**Work to be completed**
For the entries below, say how many lines include the word "black" and add nothing else.

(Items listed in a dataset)

########

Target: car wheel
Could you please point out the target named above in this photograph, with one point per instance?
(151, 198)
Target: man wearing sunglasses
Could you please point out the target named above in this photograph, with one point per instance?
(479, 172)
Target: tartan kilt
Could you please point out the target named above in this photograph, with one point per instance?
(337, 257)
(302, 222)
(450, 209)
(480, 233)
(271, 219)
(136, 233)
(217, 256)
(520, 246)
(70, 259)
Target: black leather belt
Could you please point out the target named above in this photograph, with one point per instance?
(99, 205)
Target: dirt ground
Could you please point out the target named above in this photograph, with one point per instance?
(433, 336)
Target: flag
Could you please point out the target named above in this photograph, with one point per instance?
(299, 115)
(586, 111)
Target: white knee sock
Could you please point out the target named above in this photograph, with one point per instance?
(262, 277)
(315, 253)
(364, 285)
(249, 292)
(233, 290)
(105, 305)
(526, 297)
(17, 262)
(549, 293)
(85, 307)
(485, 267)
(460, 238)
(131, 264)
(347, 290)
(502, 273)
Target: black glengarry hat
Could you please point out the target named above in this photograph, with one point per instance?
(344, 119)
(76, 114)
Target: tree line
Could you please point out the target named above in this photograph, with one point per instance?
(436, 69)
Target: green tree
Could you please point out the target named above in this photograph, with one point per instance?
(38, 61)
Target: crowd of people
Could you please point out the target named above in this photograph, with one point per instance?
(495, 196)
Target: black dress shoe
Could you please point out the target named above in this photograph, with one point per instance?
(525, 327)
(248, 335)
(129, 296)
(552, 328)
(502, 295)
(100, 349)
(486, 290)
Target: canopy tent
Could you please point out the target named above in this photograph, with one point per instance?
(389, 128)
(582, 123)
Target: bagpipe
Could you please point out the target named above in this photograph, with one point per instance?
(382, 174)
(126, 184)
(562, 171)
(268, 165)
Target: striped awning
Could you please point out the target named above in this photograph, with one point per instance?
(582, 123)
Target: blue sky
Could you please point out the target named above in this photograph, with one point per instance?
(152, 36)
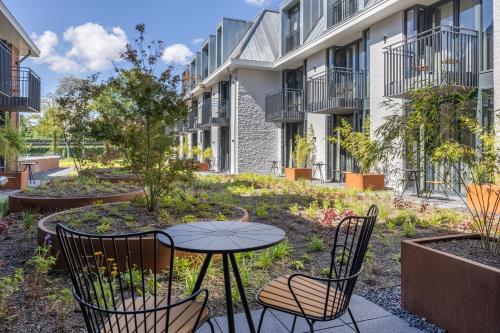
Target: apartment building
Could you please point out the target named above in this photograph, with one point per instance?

########

**Exercise output**
3